◆ **TASK STATEMENT**
Return every line of the material below that contains the string "star", treating uppercase and lowercase as different.

Excerpts of labeled region data:
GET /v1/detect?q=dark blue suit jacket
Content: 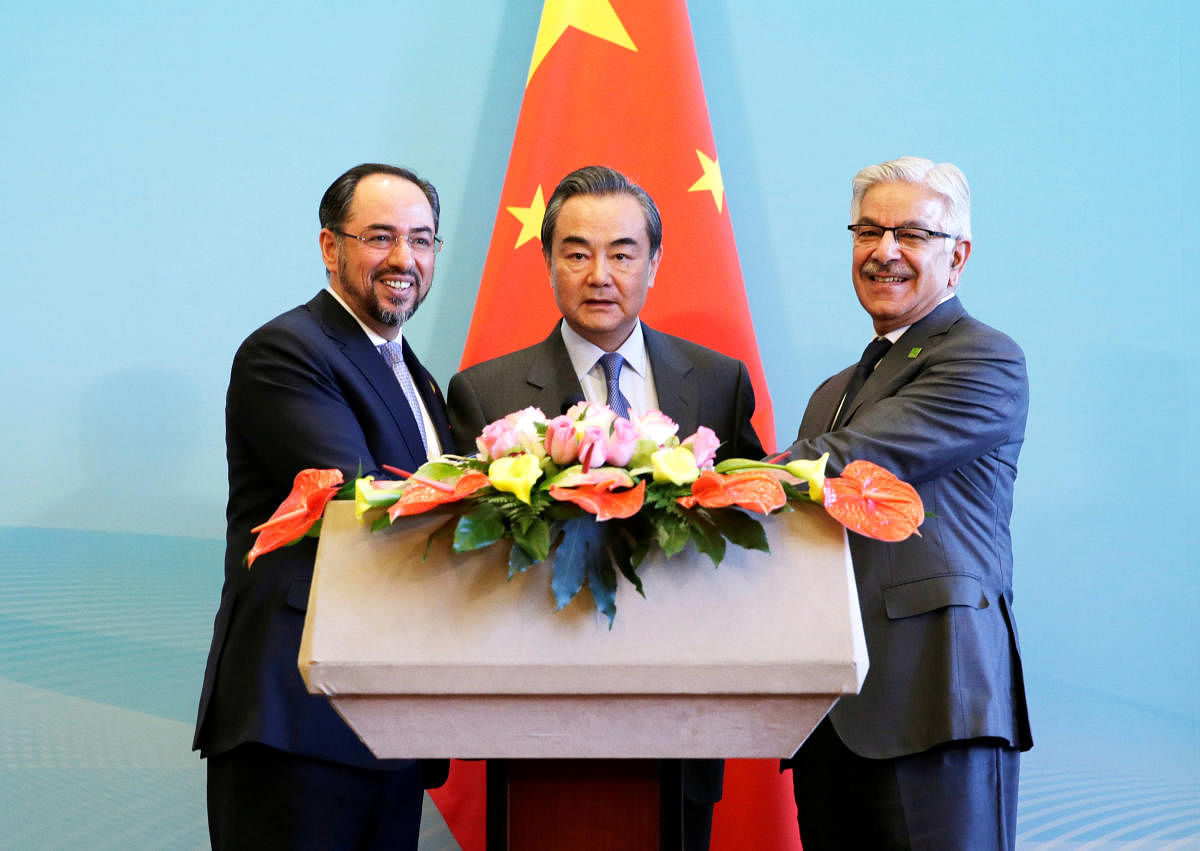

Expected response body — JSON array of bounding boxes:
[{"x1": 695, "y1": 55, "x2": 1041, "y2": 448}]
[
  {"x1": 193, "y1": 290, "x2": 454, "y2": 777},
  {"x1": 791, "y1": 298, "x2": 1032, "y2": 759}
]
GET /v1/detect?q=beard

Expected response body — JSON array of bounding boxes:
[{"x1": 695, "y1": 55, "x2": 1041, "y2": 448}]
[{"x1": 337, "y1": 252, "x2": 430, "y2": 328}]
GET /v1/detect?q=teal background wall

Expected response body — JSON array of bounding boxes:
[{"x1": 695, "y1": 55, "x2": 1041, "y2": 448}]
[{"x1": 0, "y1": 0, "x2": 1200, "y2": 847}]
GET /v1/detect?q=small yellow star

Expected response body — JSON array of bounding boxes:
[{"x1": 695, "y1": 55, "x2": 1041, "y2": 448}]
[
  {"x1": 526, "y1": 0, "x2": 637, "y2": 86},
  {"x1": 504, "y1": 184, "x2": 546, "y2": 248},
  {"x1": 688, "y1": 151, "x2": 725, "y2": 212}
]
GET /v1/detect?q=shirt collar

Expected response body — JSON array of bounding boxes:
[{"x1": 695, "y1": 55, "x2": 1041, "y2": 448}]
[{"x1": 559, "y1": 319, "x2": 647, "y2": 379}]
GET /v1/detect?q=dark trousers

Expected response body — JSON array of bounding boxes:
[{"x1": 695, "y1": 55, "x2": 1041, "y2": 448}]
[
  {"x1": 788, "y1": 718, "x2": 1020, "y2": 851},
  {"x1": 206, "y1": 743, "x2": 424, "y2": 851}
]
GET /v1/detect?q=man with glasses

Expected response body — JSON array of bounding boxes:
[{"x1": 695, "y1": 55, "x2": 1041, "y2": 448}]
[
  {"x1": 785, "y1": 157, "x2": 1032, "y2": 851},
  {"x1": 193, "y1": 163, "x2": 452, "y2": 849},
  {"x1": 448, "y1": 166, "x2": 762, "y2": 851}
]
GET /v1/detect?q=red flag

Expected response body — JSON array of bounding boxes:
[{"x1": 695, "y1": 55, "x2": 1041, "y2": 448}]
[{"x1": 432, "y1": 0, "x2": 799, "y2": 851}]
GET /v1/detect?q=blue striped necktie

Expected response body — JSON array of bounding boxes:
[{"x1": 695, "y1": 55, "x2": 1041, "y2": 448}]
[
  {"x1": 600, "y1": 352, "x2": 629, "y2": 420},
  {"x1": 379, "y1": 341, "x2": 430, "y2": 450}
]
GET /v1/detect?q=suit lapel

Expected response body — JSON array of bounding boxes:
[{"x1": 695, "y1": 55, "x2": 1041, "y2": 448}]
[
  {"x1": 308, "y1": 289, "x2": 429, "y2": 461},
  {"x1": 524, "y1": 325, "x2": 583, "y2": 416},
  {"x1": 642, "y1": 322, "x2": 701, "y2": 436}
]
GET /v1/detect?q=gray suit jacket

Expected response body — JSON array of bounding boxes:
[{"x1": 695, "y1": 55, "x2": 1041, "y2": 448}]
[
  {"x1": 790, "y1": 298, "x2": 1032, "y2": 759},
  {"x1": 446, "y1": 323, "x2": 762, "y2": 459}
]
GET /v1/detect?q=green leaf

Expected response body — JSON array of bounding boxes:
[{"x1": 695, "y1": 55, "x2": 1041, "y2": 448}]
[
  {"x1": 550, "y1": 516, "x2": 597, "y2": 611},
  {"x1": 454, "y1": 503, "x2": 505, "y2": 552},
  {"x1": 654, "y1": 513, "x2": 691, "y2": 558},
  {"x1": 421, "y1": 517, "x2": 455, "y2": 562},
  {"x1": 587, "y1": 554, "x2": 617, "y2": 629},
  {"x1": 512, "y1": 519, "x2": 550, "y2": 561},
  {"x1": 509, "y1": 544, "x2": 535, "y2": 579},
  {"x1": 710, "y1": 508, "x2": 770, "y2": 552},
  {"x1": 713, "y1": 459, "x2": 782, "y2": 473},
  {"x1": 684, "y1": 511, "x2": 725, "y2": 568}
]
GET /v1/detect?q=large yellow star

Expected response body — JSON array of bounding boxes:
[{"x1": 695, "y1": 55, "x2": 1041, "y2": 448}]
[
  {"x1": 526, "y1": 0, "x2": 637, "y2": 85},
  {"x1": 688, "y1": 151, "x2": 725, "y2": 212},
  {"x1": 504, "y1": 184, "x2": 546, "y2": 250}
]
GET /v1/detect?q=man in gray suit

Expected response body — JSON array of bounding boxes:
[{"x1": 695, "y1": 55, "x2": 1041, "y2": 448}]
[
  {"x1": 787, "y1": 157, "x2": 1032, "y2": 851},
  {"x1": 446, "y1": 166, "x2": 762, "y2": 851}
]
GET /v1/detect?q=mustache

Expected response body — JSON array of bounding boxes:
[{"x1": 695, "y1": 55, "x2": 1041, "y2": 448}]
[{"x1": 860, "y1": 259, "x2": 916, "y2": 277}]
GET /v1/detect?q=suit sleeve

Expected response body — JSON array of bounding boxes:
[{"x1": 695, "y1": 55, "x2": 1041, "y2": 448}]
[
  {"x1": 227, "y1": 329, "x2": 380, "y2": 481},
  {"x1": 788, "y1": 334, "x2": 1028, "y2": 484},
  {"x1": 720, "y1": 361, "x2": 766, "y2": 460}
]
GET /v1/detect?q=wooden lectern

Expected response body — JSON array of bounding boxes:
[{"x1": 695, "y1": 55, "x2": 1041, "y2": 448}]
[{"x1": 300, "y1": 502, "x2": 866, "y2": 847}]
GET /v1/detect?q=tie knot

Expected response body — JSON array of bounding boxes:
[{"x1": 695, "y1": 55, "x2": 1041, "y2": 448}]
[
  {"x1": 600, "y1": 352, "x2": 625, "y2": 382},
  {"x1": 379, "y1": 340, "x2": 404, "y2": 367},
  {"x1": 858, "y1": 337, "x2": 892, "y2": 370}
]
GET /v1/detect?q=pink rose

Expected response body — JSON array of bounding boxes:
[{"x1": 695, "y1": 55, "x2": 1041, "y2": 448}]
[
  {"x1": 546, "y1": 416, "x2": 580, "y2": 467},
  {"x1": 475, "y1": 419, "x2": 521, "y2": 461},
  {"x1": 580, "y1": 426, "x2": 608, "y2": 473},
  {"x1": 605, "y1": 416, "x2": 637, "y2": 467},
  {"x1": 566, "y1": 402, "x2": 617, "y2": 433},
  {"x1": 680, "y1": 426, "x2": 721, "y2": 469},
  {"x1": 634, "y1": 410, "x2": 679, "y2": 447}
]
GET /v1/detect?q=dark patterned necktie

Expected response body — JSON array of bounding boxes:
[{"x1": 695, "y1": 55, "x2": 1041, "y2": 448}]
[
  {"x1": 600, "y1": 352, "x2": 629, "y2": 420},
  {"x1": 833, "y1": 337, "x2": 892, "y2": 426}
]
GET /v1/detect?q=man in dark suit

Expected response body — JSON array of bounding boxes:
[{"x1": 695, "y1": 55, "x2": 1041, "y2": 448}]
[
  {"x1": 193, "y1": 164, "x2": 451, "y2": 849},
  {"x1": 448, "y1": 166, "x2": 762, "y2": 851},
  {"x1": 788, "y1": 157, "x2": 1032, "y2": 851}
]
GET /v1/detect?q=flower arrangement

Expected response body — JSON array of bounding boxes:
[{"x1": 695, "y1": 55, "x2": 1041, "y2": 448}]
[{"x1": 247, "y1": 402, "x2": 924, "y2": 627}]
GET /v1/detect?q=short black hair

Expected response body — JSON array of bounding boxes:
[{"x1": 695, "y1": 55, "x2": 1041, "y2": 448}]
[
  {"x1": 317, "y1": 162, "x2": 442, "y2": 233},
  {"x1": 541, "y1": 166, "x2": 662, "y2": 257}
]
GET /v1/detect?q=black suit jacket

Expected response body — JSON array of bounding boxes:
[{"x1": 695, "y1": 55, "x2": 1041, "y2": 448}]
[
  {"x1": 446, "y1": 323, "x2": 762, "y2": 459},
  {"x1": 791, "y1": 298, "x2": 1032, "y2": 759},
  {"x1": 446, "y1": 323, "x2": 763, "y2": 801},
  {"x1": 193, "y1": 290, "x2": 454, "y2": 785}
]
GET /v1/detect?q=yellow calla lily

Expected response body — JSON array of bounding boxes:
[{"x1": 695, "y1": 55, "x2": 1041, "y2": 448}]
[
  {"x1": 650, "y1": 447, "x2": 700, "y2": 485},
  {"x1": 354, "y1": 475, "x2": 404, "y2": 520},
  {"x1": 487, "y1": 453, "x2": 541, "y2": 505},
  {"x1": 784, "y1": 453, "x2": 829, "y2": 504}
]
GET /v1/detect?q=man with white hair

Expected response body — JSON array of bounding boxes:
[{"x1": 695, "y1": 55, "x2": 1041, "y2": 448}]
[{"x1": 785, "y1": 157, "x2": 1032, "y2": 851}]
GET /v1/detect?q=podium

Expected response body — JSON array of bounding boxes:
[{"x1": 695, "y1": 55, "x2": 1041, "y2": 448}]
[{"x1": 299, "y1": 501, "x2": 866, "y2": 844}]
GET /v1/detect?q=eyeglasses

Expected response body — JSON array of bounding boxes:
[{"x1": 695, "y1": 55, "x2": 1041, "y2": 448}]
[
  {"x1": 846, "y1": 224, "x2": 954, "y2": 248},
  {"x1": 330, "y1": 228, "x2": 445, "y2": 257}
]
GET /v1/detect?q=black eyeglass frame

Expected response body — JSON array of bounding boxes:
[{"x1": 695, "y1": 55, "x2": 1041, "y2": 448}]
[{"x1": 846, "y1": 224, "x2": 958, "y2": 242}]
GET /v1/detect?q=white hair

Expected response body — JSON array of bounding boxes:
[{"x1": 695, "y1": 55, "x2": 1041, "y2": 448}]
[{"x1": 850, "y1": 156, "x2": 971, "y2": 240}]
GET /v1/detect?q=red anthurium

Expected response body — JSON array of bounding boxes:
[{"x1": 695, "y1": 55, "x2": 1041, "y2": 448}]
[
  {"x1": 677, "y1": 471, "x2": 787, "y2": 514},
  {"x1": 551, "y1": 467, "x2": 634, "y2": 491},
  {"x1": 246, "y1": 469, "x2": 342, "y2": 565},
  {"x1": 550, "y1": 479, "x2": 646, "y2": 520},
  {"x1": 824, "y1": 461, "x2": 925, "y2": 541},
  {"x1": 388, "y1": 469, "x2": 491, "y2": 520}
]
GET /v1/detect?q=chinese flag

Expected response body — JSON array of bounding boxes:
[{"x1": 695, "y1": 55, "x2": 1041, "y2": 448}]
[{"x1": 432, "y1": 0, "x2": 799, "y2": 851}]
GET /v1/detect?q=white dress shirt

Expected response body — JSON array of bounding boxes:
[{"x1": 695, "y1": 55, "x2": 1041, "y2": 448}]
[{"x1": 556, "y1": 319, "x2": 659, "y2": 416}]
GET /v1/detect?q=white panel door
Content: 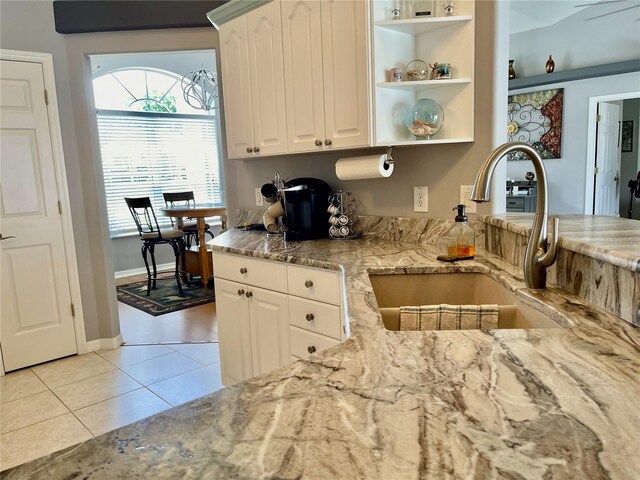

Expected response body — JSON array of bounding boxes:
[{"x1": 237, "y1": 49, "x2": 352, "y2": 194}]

◆ **ANSWER FOR THIS EXERCISE**
GET /v1/detect?q=small yellow star
GET /v1/detect?q=large yellow star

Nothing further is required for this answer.